SUPPLIED RECORDS

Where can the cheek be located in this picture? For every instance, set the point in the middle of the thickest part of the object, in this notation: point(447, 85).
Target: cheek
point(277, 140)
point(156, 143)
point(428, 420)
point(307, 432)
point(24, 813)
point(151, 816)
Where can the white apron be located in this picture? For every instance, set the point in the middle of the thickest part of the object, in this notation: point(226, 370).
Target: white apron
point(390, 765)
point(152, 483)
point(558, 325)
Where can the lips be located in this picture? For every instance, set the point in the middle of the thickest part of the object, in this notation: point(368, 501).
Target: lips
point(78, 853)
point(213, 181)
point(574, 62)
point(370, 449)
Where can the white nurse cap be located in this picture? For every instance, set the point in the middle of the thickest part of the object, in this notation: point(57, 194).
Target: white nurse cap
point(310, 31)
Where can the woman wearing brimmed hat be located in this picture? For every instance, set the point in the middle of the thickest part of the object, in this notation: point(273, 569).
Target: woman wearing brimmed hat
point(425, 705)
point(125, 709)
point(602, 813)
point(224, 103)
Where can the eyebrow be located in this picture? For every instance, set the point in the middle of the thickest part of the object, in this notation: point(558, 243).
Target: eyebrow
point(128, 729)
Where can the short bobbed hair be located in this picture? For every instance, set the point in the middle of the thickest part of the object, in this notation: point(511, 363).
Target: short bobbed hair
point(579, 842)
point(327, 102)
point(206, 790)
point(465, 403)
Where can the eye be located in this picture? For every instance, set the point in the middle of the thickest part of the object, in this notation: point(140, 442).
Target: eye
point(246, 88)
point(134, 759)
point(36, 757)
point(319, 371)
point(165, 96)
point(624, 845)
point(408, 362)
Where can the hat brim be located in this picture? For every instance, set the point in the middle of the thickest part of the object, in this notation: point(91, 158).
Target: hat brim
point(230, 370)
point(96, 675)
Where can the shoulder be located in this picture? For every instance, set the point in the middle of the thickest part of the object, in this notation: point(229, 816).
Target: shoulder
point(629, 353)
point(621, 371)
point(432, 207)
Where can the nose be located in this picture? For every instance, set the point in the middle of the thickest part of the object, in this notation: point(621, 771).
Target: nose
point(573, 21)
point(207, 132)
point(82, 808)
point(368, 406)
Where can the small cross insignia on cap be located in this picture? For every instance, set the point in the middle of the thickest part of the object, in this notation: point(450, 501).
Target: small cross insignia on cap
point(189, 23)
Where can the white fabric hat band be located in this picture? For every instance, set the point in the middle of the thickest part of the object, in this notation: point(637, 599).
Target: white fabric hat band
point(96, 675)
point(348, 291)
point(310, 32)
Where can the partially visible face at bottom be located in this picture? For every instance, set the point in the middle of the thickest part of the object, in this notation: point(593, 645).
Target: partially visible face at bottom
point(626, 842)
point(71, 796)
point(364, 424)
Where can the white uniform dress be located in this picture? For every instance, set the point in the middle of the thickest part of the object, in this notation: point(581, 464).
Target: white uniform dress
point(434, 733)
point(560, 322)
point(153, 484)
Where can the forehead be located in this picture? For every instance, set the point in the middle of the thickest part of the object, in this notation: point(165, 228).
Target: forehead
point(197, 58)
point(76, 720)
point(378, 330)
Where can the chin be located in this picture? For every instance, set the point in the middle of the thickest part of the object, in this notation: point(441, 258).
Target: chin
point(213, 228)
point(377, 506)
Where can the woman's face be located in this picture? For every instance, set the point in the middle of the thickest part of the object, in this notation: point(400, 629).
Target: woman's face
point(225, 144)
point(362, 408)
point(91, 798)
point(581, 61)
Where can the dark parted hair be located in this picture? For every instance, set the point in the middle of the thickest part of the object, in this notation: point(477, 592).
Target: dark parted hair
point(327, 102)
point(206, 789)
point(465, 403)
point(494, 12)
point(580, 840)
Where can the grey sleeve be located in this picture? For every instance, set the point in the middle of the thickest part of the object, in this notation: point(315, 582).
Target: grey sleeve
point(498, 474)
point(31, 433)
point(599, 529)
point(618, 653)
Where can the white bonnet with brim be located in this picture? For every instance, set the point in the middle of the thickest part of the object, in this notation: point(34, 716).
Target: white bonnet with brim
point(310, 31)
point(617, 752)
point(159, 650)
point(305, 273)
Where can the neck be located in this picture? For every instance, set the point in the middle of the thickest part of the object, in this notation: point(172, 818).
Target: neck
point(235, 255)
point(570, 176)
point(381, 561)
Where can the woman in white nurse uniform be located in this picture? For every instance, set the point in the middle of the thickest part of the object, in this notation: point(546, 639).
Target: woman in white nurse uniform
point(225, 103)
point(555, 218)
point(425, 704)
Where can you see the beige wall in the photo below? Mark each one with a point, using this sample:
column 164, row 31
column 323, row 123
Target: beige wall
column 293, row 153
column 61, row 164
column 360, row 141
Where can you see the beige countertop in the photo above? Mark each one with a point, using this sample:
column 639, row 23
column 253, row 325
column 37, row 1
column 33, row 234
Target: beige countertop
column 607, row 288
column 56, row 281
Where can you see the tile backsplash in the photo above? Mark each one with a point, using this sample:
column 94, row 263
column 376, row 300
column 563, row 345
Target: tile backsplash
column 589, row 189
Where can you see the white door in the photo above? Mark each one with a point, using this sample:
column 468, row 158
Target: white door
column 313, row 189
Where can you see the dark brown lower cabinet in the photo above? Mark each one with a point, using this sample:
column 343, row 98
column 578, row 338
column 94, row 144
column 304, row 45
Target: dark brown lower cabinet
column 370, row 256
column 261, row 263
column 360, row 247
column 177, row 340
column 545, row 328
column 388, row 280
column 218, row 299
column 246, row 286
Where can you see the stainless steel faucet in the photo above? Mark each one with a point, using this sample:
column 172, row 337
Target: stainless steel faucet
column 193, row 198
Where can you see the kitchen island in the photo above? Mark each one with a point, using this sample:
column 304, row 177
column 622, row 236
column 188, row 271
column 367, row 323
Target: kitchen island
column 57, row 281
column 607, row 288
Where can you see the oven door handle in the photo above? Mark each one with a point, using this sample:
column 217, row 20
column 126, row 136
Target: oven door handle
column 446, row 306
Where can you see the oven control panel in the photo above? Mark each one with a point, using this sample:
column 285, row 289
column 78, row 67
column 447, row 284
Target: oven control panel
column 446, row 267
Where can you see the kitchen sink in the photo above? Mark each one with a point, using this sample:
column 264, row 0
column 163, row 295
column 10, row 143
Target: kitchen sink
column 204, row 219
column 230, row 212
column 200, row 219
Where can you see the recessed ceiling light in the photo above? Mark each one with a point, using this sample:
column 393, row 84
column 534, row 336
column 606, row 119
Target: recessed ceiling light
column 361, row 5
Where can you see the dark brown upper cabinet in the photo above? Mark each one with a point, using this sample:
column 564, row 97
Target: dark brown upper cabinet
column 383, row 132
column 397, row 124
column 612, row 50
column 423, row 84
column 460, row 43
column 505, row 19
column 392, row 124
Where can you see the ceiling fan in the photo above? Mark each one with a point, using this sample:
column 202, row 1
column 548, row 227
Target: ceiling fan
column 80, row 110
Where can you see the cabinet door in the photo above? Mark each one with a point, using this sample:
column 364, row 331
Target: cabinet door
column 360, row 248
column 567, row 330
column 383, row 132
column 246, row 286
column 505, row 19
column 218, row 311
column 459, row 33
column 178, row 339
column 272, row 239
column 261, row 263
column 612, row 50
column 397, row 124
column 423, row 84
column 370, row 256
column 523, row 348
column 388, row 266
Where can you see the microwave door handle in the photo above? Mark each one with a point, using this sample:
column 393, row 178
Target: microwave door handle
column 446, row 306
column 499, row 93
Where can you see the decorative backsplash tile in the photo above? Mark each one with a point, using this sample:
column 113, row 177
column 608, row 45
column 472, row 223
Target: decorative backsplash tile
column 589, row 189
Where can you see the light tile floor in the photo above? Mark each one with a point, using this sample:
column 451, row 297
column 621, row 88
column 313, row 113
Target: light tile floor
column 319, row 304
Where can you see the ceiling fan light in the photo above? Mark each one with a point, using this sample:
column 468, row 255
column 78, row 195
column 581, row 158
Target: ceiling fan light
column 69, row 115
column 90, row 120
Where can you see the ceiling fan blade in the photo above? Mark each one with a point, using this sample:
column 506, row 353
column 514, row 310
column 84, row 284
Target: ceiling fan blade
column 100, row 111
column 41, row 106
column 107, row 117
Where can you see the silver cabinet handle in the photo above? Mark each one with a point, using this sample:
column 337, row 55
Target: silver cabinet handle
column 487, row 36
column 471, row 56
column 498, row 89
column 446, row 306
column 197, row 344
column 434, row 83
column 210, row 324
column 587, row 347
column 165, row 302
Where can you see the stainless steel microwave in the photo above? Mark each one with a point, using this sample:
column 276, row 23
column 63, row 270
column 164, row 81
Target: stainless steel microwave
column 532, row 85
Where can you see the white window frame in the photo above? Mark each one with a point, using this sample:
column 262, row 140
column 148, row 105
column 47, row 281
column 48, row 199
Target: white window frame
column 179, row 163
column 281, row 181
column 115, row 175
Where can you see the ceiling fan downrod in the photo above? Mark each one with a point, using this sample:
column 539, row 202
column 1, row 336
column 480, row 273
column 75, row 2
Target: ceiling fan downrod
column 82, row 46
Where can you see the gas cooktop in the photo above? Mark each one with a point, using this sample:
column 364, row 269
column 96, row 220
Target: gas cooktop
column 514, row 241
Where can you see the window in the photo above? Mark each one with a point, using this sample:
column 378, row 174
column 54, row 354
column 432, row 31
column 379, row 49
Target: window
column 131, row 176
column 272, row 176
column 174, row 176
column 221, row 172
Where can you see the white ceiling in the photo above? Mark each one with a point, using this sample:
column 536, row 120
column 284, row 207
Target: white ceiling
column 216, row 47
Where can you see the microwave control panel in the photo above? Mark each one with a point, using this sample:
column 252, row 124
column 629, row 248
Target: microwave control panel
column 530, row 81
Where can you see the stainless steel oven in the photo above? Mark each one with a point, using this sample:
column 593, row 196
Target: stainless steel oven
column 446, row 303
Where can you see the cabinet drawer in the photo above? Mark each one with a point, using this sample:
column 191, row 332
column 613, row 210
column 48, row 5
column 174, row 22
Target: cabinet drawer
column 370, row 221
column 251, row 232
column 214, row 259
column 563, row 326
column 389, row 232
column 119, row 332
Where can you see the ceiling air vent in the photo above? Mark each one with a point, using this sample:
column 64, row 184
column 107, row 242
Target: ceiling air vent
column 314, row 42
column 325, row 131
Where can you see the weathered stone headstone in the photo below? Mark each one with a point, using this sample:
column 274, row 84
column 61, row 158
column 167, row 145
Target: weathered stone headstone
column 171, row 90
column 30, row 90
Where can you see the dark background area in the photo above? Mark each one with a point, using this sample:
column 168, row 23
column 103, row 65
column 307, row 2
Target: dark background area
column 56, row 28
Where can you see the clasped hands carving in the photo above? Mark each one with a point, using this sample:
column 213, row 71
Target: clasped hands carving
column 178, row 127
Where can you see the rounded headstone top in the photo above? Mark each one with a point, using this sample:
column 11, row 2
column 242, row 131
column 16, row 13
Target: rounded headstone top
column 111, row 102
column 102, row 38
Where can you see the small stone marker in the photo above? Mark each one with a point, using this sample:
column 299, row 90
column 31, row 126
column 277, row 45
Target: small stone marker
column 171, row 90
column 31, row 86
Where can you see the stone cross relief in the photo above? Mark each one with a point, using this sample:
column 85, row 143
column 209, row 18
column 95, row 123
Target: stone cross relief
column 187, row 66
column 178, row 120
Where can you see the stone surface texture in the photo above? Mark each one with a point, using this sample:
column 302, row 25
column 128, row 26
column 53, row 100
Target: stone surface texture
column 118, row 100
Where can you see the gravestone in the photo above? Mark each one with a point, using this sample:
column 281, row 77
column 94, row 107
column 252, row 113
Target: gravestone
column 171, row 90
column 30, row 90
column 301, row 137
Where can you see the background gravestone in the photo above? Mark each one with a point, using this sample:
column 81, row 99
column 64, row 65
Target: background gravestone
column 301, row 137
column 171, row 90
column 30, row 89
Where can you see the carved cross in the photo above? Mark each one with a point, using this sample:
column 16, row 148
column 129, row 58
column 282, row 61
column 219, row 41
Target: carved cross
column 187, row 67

WHAT YOU SHOULD DO
Which of the lines above include the word "below"? List those lines.

FINAL ANSWER
Where can you see the beige wall in the photo below? Mark each one with a point, using this sample:
Where can you see the weathered stone headstone in the photo below? Mark each one with a point, using this sample:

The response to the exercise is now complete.